** Start of Dataset entries **
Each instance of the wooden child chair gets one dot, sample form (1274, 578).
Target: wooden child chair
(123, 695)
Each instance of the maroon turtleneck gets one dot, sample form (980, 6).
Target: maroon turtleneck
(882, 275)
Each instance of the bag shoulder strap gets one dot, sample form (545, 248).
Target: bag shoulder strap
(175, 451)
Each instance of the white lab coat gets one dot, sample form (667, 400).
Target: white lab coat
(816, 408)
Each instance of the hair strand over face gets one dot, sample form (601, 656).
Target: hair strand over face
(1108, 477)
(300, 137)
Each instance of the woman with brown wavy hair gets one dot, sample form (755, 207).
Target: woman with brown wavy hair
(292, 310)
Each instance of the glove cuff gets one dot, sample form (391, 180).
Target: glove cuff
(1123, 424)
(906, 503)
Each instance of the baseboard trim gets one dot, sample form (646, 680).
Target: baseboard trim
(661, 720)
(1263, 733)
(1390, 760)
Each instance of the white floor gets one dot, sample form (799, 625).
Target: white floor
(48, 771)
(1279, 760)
** End of Dataset entries **
= Stated task =
Format all of the lines above as a JSON list of strings, with one string for each line and any blank lines omitted.

= Answer to this task =
[
  "Each instance of the wooden child chair gets one dot, sample form (1274, 578).",
  "Target: wooden child chair",
  "(123, 695)",
  "Each instance of the maroon turtleneck gets one dot, sample form (980, 6).",
  "Target: maroon turtleneck",
  "(882, 275)",
  "Each instance of the bag shoulder strap gets one dot, sample form (545, 248).",
  "Target: bag shoulder strap",
  "(175, 451)",
  "Each instance of the white lab coat gets one dot, sample form (667, 400).",
  "Target: white lab coat",
  "(816, 408)",
  "Each instance of the hair strand over face gets one dot, sample form (601, 656).",
  "Target: hair strand over face",
  "(1108, 477)",
  "(300, 137)",
  "Each instance of the woman with brown wavy hair gets one dot, sample form (755, 207).",
  "Target: woman with brown wavy hair",
  "(292, 310)",
  "Each instance of the glove cuff gets one dot, sample form (391, 180).",
  "Target: glove cuff",
  "(1123, 424)",
  "(906, 503)",
  "Each instance of the baseboard trim gets one dot, sample form (646, 680).",
  "Target: baseboard trim",
  "(661, 720)",
  "(1263, 733)",
  "(1390, 760)",
  "Each instance of the white floor gets one dot, sample form (799, 625).",
  "Target: white floor",
  "(48, 771)",
  "(1279, 760)"
]